» What the exercise asks:
Return, unchanged, the lines from the one containing "Target = framed picture" through the final line of the items, including both ends.

» Listed entries:
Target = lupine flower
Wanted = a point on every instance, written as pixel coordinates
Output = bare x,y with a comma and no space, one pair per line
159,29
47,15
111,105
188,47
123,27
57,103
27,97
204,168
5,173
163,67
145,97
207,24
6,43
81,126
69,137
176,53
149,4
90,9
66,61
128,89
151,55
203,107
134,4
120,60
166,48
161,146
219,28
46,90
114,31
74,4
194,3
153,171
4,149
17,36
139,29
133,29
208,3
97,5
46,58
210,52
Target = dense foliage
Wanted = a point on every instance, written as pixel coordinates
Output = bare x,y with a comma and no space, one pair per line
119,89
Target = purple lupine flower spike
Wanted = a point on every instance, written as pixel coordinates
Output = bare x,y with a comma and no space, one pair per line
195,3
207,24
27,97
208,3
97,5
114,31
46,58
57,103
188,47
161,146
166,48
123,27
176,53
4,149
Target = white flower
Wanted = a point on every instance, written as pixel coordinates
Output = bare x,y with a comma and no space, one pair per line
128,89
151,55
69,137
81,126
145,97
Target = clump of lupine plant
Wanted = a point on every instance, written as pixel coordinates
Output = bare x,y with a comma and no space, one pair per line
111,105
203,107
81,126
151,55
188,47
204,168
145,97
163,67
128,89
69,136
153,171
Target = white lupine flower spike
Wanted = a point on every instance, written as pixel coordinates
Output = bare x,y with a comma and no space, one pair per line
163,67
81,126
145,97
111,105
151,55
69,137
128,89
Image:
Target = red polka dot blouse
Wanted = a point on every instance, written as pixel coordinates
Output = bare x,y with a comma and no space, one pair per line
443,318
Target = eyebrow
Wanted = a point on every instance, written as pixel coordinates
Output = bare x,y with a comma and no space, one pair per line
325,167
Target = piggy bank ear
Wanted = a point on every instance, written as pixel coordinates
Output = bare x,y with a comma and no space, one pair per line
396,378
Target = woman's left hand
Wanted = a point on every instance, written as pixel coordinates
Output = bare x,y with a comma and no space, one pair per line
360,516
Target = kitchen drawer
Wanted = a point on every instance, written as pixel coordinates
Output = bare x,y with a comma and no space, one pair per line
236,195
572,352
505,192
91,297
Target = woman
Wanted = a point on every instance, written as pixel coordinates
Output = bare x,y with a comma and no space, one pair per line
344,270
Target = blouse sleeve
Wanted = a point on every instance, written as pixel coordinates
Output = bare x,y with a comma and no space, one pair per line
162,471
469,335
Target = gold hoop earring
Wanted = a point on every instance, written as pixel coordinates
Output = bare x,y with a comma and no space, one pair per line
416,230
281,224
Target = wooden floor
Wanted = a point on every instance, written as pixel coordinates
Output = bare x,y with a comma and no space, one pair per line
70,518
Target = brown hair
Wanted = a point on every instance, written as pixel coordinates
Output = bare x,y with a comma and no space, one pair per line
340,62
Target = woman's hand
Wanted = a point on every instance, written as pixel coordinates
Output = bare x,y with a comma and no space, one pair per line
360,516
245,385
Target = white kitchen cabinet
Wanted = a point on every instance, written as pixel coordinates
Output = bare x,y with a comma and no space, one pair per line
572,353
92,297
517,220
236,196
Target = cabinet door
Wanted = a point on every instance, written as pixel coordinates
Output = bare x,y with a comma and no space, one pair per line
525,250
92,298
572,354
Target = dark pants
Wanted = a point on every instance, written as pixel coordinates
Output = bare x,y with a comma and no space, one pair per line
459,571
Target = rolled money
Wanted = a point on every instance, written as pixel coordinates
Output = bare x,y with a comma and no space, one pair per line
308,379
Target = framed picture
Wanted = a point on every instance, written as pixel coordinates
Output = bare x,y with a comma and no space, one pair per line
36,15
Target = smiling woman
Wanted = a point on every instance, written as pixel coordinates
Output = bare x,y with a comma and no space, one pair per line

» Full solution:
Target = framed picture
Wanted = a point on every instance, written as pixel coordinates
Output = bare x,y with a comma and no space, one pair per line
36,15
Target = smiling woman
Wanted = a point on every instance, written as pixel coordinates
Output = bare x,y with a comma and no space, one pair per line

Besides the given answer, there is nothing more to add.